--- ROWS ---

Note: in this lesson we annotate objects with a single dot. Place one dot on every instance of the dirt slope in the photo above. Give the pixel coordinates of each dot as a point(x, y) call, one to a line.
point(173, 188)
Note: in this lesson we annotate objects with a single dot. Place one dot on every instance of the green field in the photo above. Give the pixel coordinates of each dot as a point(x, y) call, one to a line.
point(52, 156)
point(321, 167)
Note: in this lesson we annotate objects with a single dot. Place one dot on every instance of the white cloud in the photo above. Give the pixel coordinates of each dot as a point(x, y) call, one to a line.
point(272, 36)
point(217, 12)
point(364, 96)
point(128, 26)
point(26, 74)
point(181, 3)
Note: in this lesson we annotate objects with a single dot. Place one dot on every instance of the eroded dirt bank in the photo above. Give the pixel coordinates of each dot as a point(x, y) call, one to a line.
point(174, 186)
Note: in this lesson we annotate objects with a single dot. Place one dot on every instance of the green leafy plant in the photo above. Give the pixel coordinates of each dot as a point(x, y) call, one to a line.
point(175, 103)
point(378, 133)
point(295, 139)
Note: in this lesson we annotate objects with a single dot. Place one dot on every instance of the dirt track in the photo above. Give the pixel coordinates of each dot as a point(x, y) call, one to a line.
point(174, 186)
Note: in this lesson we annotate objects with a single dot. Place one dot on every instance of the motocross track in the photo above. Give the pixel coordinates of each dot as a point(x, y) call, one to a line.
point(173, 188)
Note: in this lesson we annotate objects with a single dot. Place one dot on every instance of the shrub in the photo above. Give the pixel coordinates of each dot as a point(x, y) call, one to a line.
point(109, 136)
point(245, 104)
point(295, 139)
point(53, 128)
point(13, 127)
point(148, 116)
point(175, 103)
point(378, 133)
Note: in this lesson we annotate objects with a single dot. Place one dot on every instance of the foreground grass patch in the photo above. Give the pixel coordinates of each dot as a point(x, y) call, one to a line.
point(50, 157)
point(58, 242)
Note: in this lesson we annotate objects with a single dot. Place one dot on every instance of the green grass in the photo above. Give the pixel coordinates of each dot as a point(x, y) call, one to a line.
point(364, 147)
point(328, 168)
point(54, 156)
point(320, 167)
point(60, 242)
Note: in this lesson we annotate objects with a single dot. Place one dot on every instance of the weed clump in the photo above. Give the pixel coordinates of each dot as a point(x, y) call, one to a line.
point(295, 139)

---

GIVEN TASK
Copy out the entries between the lines holding "of the shrub" and "point(60, 242)", inclusive, and nothing else. Leave the request lines unchanged, and rescale every point coordinate in the answers by 1.55, rounding to whole numbers with halves rounded up.

THE REPLY
Note: in this lesson we annotate objects with a single dot. Place one dot on every instance of the shrub in the photo above. Give the pixel coordinates of each dot as a point(x, y) call, one to a line.
point(169, 211)
point(380, 161)
point(457, 215)
point(82, 198)
point(20, 197)
point(229, 180)
point(271, 160)
point(586, 206)
Note: in this lesson we annotate objects with a single dot. Place one dot on every instance of the foreground grass patch in the photo above. Give the pixel coordinates of each dot as a point(x, y) call, one to a line.
point(78, 243)
point(90, 375)
Note: in this lesson we annotate objects with a single dot. Place one dot on every instance of the green grass in the photo above. Give the pixel coordinates of each dot as a point(x, y) call, one to a line.
point(564, 228)
point(508, 260)
point(84, 242)
point(496, 259)
point(93, 375)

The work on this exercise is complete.